* _Assignment_
Each record below needs to be set down again exactly.

Record excerpts START

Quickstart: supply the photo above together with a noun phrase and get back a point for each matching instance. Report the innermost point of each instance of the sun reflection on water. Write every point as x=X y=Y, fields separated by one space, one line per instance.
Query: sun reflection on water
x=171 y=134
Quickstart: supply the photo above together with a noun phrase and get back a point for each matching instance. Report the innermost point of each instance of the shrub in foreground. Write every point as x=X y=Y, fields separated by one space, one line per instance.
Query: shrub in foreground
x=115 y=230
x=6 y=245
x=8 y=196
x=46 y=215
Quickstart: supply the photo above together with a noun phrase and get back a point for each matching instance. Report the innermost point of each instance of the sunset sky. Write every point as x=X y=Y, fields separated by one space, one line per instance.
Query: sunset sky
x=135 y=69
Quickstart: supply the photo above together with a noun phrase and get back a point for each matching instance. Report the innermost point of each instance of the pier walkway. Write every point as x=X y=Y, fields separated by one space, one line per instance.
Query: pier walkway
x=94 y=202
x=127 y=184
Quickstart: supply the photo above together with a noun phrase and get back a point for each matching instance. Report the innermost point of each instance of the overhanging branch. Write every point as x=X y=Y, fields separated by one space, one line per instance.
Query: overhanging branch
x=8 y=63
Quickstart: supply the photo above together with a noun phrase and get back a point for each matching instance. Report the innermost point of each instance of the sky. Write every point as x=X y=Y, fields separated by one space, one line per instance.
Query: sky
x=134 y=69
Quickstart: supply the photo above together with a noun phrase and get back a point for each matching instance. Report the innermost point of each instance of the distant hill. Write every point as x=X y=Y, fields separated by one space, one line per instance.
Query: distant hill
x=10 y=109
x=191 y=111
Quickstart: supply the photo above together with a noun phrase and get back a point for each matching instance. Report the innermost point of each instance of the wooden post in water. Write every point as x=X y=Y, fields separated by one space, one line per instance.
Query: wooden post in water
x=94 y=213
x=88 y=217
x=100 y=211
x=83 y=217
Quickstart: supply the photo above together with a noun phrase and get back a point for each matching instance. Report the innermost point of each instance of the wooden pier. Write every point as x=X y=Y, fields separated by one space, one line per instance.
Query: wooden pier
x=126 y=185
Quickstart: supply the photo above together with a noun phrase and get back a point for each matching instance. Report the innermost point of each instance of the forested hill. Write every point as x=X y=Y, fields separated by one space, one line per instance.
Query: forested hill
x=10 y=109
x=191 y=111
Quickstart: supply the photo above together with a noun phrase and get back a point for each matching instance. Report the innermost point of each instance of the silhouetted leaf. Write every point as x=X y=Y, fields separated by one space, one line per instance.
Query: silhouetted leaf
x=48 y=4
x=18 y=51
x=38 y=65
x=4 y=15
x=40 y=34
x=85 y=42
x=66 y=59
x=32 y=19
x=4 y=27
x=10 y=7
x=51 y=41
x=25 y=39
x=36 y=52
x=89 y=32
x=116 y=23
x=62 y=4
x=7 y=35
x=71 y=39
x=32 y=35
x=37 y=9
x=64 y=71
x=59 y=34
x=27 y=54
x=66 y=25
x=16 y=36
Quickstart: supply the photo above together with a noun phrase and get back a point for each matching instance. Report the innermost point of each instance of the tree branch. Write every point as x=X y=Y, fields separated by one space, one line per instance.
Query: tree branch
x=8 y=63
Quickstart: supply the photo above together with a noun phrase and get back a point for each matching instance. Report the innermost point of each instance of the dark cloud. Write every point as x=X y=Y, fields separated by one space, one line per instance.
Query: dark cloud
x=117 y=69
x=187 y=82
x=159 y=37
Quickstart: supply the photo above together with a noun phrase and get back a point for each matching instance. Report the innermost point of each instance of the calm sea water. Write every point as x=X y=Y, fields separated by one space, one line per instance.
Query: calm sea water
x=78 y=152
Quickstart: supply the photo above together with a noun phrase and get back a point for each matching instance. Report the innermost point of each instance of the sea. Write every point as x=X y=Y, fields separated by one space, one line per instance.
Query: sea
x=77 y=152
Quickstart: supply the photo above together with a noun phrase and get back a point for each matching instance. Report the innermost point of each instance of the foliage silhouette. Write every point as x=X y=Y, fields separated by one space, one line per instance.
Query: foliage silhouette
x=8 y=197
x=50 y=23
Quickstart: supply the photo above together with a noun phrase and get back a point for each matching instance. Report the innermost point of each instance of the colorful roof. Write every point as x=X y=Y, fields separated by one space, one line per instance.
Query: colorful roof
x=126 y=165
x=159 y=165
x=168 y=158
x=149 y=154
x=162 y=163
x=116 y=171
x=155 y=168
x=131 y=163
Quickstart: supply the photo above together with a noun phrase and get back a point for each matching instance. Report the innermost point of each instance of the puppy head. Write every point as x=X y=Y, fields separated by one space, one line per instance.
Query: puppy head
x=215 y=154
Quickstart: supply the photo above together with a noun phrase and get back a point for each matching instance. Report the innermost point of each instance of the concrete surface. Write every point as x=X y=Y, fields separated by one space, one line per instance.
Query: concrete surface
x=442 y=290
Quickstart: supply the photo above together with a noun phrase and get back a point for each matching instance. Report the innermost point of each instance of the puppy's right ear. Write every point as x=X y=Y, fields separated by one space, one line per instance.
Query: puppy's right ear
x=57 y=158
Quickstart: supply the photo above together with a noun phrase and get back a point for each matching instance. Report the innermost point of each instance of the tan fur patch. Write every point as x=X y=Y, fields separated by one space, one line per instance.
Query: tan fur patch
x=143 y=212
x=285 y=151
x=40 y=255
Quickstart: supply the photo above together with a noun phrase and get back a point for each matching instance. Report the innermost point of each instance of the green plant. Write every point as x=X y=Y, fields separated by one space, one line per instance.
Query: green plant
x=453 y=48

Record excerpts END

* _Answer space_
Quickstart: supply the photo above together with a noun phrase and get back a point for each matching instance. Report the innermost point of each instance of the sun reflection on water. Write every point as x=X y=Y, fields separated by one space, one line per instance.
Query: sun reflection on water
x=171 y=134
Quickstart: supply the photo above together with a noun phrase and get back a point for each matching instance. Report the innermost point of each instance of the shrub in foreground. Write every point as x=X y=Y, fields separated by one space, one line per instance.
Query: shrub in foreground
x=115 y=230
x=6 y=245
x=8 y=196
x=46 y=215
Quickstart: supply the photo above together with a noun phrase and get back a point for each matching instance. Report the innermost point of each instance of the sunset sky. Write every point as x=X y=Y, fields separated by one space, one line per instance.
Query: sunset sky
x=135 y=69
Quickstart: supply the photo above together with a noun phrase and get back a point for each matching instance. Report the innermost point of each instance of the pier walkway. Write every point as x=X y=Y, fields separated by one space, one line per instance.
Query: pier walkway
x=94 y=202
x=127 y=184
Quickstart: supply the photo above together with a noun phrase and get back a point for each matching instance. Report the innermost point of each instance of the overhanging branch. Write every point as x=X y=Y, fields separated by one space, one line per instance.
Query: overhanging branch
x=8 y=63
Quickstart: supply the photo above together with a noun phrase and get back a point for each matching instance. Report the innermost point of each instance of the sky. Write every point as x=X y=Y, fields separated by one space, one line per instance.
Query: sky
x=134 y=69
Quickstart: supply the photo above together with a noun phrase and get back a point for each matching instance. Report the innermost point of each instance of the distant hill. Write every point as x=X y=Y, fields separated by one space, one line per instance.
Query: distant hill
x=10 y=109
x=191 y=111
Quickstart: supply the photo above together with a noun phrase and get back a point for each matching instance. Report the innermost point of each instance of the wooden post in water. Write every point as x=X y=Y, fields separated by one space, one line per instance.
Query: wooden post in water
x=94 y=213
x=88 y=217
x=100 y=211
x=83 y=217
Quickstart: supply the photo above together with a noun phrase and get back a point for each matching instance. Report the innermost point of each instance of the wooden pier. Write every point as x=X y=Y, fields separated by one space, one line per instance.
Query: wooden pier
x=126 y=185
Quickstart: supply the photo above together with a noun phrase and get back a point for each matching instance. Report the innermost point of each instance of the forested hill. Write every point as x=X y=Y, fields separated by one space, one line per instance.
Query: forested hill
x=10 y=109
x=191 y=111
Quickstart: supply the photo above together with a noun phrase and get back a point for each matching instance. Report the innermost point of each instance of the silhouetted leaf. Write every point as x=X y=Y, fields separated by one space, one line per instance.
Query: silhouetted leaf
x=48 y=4
x=18 y=51
x=38 y=65
x=4 y=15
x=40 y=34
x=85 y=42
x=66 y=59
x=32 y=19
x=4 y=27
x=10 y=7
x=51 y=41
x=25 y=39
x=36 y=52
x=89 y=32
x=116 y=23
x=62 y=4
x=7 y=35
x=71 y=39
x=32 y=35
x=37 y=9
x=64 y=71
x=59 y=34
x=27 y=54
x=66 y=25
x=16 y=36
Quickstart: supply the photo above together with a noun phrase and get back a point for each matching instance. Report the innermost point of each instance of the tree branch. Write every point as x=X y=Y, fields separated by one space, one line per instance.
Query: tree branch
x=8 y=63
Quickstart: supply the photo above together with a noun phrase and get back a point for each matching instance. Report the innermost point of each instance of the dark cloud. Write every point as x=X y=Y, fields separated by one space, one line per instance.
Query: dark cloud
x=117 y=69
x=187 y=82
x=159 y=37
Quickstart: supply the photo above together with a noun phrase and get back a point for each matching instance. Report the innermost point of each instance of the calm sea water. Write every point as x=X y=Y, fields separated by one space, one line per instance.
Query: calm sea water
x=78 y=152
Quickstart: supply the photo above together with a noun phrase and get back a point for each matching instance. Report the innermost point of each instance of the sea. Write every point as x=X y=Y, fields separated by one space, one line per instance.
Query: sea
x=77 y=152
Quickstart: supply the photo above together with a noun phrase and get back a point for each matching instance. Report the innermost point of each instance of the foliage silhouette. Write every point as x=X y=Y, fields separated by one space, one line per instance.
Query: foliage silhouette
x=8 y=197
x=50 y=23
Quickstart: supply the photo above together with a noun phrase and get back a point for each matching instance. Report the innermost point of each instance of the colorful roof. Write every point as x=X y=Y, fields separated by one space, one line per instance.
Query: colorful roof
x=126 y=165
x=159 y=165
x=168 y=158
x=149 y=154
x=162 y=163
x=116 y=171
x=155 y=168
x=131 y=163
Quickstart: supply the photo above together with a noun phrase and get back a point for each matching instance. Report the innermost point of each instance of the puppy head. Write every point as x=X y=Y, fields separated by one space, one line per instance.
Query: puppy head
x=215 y=154
Quickstart: supply the photo above together with a noun phrase and get back a point for each matching instance. Report the innermost point of each instance of the concrete surface. Write every point as x=X y=Y, fields separated by one space, one line per instance.
Query: concrete surface
x=442 y=290
Quickstart: supply the photo above together with a noun phrase and get back a point for each matching instance. Report the innermost point of each instance of the puppy's right ear. Write every point as x=X y=Y, fields separated by one space, one line per instance.
Query: puppy's right ear
x=57 y=158
Quickstart: supply the photo above together with a noun phrase and get back a point for each matching instance. Report the innermost point of each instance of the tan fur patch. Write every point as x=X y=Y, fields separated by one space, one line per instance.
Query: tan fur patch
x=143 y=212
x=285 y=151
x=40 y=255
Quickstart: supply the photo above together with a noun phrase and get back a point for each matching instance. Report the innermost point of each instance of the green plant. Write every point as x=X y=Y, fields separated by one space, one line per instance.
Query: green plant
x=453 y=48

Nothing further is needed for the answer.